§ **Given task**:
Repeat the records word for word, starting with their first line and ending after the line that contains "[8,106,126,237]".

§ **Collected data**:
>> START

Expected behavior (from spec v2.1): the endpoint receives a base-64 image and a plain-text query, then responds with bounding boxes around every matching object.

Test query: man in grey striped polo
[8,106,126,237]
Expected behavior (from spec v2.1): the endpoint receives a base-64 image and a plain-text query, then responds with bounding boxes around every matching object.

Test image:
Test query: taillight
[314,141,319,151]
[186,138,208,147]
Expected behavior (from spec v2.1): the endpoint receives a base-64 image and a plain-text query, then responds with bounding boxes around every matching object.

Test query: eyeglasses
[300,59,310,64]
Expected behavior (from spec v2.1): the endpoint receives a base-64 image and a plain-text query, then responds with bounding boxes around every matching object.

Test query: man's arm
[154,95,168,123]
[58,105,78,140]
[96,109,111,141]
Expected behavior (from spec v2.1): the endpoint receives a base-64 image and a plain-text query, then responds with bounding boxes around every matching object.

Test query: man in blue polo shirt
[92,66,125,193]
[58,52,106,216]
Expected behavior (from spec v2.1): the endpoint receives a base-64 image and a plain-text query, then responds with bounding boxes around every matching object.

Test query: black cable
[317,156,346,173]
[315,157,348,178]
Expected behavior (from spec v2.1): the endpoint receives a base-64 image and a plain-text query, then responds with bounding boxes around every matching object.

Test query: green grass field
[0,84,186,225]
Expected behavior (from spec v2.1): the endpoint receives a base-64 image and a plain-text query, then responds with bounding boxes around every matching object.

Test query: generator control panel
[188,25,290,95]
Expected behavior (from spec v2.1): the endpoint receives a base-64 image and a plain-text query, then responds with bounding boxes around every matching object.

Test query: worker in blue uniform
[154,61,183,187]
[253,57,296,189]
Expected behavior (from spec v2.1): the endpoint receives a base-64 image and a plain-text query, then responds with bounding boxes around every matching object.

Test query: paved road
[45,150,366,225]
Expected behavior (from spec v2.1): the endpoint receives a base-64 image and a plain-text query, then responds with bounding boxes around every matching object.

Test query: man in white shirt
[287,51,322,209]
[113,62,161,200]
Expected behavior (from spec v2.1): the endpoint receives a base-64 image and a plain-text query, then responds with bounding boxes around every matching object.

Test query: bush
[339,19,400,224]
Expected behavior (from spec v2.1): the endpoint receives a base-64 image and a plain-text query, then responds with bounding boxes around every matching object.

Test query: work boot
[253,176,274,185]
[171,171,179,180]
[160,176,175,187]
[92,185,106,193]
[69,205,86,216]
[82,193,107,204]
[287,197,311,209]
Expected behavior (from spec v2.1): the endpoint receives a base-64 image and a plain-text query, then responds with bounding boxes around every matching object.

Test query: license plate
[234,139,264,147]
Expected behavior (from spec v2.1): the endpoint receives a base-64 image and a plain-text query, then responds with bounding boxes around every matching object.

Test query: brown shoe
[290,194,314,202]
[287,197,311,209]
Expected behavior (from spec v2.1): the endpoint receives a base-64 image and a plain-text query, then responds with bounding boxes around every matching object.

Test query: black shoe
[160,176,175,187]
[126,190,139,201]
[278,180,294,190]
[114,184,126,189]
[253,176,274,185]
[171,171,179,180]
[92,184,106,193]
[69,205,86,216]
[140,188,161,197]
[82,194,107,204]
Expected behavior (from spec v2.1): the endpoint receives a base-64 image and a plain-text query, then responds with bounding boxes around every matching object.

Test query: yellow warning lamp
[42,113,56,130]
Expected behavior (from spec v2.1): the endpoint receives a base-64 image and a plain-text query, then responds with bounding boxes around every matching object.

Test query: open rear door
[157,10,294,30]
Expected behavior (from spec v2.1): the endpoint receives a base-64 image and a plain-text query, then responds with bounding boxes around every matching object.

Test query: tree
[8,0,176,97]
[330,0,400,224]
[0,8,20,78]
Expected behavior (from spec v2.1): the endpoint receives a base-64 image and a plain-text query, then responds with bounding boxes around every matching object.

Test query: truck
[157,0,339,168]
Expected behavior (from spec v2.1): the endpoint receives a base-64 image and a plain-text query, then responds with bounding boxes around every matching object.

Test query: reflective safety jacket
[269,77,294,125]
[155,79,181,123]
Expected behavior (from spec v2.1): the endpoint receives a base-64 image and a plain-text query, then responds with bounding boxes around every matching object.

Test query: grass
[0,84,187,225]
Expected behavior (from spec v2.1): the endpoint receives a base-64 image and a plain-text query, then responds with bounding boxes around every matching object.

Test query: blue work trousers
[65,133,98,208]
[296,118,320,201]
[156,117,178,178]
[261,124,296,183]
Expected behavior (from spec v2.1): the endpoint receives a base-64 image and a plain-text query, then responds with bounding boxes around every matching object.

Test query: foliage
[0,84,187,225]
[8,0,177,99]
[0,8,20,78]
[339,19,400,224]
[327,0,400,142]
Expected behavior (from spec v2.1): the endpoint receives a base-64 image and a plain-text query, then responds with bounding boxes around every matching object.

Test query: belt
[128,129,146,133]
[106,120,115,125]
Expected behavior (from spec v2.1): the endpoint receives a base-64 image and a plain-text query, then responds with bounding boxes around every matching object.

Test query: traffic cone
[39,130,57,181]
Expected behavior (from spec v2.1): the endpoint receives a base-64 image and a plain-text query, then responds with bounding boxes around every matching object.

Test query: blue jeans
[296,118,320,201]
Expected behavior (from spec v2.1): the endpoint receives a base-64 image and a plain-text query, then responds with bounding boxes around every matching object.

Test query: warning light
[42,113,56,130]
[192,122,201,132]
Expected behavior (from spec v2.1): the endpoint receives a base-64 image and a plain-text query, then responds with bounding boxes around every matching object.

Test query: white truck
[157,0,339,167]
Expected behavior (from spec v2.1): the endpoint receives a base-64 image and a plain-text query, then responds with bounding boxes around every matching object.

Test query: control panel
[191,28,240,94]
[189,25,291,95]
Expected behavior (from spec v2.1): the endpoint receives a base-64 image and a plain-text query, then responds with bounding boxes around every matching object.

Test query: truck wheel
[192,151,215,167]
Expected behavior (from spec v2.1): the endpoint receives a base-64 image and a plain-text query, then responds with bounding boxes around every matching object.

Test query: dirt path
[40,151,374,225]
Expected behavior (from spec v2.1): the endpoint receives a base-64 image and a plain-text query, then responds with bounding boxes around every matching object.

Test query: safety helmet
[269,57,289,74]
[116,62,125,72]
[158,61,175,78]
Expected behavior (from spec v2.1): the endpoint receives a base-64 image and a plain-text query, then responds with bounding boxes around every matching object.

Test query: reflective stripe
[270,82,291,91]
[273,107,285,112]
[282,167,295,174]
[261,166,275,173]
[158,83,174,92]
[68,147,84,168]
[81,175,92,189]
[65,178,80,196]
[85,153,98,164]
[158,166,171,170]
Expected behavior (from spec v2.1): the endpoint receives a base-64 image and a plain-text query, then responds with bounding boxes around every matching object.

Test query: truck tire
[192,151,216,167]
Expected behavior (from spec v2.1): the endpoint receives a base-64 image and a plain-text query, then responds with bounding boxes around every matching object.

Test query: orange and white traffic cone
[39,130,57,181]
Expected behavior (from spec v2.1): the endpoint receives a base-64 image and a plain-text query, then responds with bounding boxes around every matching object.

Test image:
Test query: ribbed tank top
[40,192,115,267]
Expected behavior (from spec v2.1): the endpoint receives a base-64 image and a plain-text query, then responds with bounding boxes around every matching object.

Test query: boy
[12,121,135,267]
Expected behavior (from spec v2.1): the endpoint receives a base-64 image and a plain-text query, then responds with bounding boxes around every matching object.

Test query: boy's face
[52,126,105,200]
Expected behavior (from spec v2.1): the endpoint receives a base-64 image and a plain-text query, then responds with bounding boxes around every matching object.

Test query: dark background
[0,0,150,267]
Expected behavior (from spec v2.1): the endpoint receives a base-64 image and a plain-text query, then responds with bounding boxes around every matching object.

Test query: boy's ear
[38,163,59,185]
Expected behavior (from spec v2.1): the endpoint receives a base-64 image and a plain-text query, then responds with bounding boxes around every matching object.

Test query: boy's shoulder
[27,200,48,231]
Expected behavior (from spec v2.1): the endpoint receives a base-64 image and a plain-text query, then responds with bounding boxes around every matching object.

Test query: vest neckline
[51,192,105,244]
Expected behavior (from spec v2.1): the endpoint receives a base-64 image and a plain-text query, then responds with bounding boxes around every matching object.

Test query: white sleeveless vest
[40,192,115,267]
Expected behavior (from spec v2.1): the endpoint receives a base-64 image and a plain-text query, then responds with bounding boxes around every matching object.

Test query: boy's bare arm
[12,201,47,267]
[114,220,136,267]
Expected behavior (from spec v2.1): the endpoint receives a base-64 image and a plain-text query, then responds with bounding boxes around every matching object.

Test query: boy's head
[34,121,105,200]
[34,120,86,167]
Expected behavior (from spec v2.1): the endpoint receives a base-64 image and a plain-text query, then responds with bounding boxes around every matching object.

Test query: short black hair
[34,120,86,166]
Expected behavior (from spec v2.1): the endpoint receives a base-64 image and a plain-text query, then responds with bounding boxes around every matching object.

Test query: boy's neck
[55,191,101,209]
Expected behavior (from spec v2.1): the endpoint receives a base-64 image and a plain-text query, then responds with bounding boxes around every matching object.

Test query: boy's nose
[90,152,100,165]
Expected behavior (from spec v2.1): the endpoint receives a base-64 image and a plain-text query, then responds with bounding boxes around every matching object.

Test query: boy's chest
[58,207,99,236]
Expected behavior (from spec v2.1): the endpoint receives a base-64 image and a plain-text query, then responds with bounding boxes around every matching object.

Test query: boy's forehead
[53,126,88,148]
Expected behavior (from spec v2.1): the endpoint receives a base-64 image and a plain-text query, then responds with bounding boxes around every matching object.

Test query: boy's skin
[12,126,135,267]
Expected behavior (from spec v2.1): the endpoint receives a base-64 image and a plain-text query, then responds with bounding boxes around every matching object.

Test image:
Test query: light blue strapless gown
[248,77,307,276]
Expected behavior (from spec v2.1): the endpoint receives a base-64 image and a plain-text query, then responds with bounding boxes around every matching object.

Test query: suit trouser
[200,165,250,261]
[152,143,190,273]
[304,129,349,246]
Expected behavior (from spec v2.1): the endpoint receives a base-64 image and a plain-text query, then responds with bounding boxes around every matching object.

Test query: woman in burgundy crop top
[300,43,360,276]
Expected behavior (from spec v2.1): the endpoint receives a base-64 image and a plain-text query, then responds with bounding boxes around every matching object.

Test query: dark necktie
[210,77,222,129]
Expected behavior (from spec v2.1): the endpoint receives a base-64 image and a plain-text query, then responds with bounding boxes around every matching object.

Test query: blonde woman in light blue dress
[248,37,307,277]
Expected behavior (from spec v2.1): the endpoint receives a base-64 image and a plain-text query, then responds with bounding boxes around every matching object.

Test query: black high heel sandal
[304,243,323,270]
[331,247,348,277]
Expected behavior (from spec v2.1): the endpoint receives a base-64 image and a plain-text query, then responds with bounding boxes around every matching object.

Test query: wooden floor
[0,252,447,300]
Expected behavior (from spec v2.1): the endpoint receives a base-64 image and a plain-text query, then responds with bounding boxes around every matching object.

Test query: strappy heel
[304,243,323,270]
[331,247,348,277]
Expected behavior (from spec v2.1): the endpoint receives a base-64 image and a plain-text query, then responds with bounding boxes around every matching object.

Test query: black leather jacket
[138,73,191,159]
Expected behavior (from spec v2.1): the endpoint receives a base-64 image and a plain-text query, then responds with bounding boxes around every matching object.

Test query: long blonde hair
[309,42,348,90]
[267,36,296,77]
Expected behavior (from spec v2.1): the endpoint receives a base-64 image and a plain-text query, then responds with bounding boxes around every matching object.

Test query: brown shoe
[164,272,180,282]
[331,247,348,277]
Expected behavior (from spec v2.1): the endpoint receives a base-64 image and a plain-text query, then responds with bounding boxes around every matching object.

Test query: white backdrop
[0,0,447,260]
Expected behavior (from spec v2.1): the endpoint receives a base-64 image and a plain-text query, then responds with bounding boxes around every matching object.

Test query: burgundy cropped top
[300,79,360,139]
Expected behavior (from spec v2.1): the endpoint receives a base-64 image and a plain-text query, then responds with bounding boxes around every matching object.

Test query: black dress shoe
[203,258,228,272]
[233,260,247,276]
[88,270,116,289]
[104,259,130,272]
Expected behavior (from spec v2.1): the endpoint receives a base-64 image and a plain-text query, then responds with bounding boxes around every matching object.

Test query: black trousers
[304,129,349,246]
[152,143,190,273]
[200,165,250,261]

>> END

§ **Exercise response**:
Expected behavior (from spec v2.1): the endpoint receives a base-64 image and a plain-text query, then responds with bounding boxes around every matching object.

Test query: man in grey striped polo
[8,106,126,237]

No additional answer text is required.